--- Data under study ---
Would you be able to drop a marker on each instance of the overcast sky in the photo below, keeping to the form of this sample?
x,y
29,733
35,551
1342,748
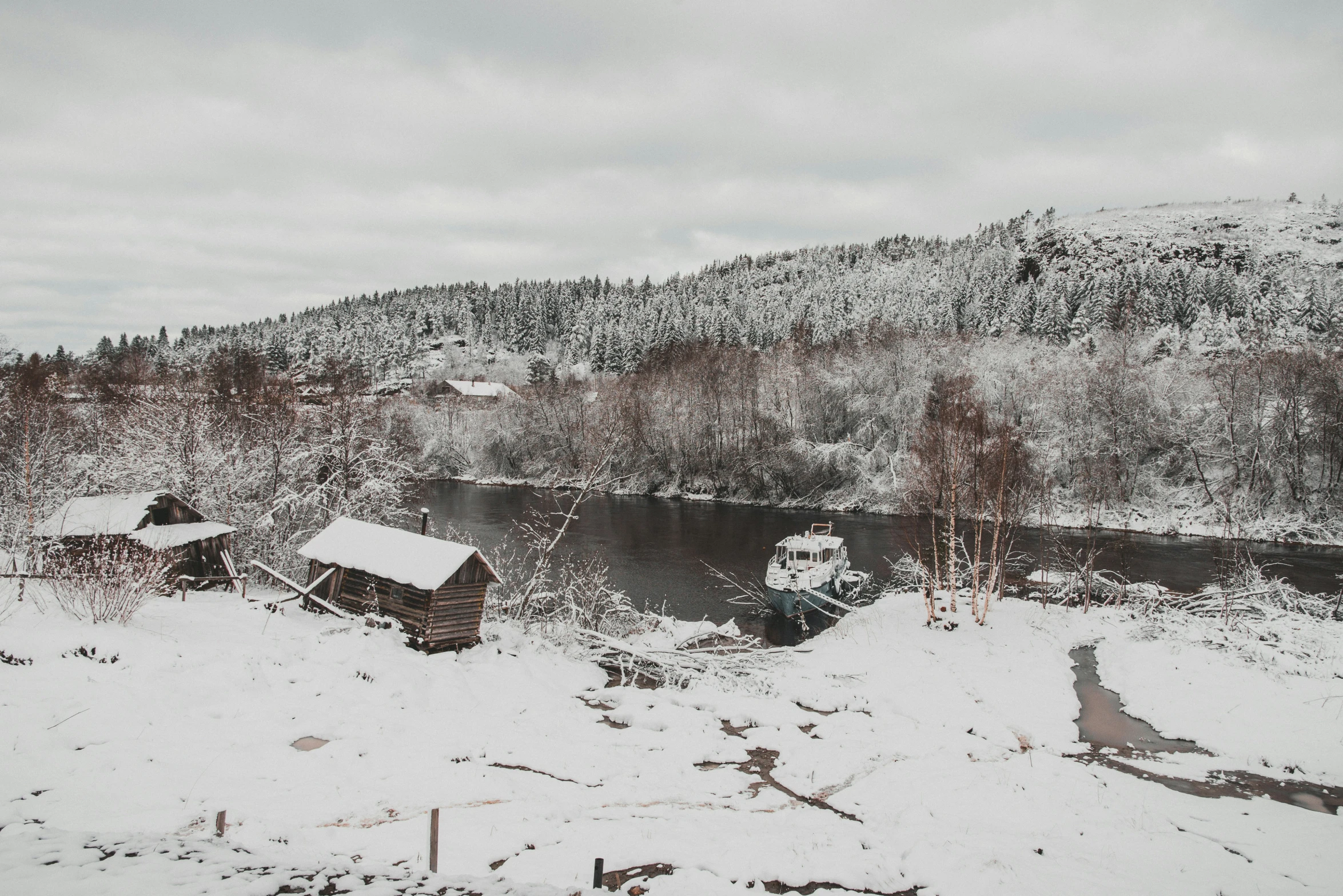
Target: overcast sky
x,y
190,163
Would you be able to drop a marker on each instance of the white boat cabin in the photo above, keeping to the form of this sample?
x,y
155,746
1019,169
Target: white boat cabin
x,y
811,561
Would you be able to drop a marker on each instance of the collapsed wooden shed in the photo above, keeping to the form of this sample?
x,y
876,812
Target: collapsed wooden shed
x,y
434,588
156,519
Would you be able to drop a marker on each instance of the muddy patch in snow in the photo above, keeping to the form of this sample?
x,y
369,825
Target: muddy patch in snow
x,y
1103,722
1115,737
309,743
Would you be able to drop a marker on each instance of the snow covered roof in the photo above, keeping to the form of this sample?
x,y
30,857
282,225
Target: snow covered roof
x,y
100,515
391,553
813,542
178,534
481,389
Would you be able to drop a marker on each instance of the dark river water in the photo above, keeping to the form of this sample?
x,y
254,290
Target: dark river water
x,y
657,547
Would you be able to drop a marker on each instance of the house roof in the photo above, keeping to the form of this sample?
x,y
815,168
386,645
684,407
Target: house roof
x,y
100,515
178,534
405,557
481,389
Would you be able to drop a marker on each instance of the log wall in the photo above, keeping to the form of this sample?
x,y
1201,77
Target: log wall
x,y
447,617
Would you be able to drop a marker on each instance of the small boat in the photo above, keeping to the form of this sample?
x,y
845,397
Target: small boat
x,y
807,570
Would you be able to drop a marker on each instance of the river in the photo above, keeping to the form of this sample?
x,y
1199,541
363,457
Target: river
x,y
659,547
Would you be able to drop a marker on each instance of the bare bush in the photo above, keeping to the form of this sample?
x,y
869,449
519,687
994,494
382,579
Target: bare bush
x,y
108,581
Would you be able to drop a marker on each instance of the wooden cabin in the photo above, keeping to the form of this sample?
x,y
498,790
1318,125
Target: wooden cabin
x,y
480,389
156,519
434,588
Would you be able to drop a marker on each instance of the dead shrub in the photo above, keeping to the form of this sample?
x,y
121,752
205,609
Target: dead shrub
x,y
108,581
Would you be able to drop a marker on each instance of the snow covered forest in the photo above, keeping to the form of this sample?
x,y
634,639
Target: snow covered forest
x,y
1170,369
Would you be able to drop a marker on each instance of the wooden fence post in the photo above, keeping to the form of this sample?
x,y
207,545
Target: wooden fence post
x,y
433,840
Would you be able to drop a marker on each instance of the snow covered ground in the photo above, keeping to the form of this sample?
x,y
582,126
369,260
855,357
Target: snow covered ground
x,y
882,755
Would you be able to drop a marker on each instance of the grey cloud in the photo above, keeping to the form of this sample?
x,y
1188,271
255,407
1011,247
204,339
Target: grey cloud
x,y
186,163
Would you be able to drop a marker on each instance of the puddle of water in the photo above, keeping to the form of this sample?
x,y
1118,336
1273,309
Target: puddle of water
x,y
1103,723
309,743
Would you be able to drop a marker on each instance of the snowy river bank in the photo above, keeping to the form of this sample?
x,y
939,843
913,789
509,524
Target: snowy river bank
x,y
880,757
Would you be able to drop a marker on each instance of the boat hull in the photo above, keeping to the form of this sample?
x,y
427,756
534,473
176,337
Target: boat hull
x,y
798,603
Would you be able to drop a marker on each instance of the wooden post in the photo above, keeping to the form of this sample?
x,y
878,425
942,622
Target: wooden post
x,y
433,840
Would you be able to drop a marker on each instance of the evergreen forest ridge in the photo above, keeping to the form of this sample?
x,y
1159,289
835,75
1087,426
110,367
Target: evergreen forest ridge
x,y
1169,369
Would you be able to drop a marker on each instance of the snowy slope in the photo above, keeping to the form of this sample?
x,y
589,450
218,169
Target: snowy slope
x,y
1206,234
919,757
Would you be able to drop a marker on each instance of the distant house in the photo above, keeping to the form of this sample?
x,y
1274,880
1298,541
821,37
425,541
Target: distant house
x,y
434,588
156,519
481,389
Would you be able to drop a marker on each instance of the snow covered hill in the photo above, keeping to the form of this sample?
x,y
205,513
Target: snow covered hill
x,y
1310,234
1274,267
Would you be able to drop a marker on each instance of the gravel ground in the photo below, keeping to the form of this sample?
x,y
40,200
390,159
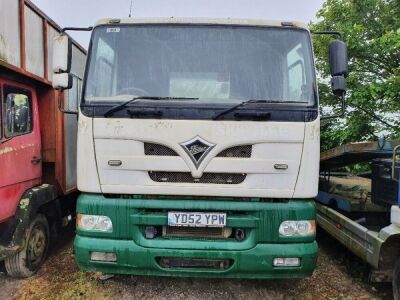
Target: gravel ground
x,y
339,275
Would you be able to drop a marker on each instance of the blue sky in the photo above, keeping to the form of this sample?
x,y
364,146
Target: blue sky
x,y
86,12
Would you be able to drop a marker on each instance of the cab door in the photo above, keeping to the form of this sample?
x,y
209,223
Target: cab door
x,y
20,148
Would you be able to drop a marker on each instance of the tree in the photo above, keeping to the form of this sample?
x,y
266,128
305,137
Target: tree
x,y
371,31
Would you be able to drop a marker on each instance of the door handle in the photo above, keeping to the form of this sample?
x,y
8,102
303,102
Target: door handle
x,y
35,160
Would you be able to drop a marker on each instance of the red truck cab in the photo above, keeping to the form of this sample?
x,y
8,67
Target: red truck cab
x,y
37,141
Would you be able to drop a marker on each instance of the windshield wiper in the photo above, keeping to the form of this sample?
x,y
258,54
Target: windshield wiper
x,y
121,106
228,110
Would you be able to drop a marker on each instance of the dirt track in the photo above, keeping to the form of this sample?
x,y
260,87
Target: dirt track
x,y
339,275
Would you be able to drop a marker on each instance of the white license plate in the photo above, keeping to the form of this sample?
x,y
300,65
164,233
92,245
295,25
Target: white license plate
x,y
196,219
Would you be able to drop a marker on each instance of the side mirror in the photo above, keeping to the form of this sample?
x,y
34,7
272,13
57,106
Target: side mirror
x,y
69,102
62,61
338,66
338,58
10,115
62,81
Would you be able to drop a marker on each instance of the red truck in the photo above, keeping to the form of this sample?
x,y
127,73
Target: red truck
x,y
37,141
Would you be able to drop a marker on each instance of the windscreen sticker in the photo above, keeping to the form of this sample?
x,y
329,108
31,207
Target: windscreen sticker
---
-- Exercise details --
All lines above with the word "sticker" need to be reported.

-- Worked solution --
Would you be able to drop a marker on each instance of the windscreen sticker in the photo above, keeping to the form of this sample?
Target: windscreen sticker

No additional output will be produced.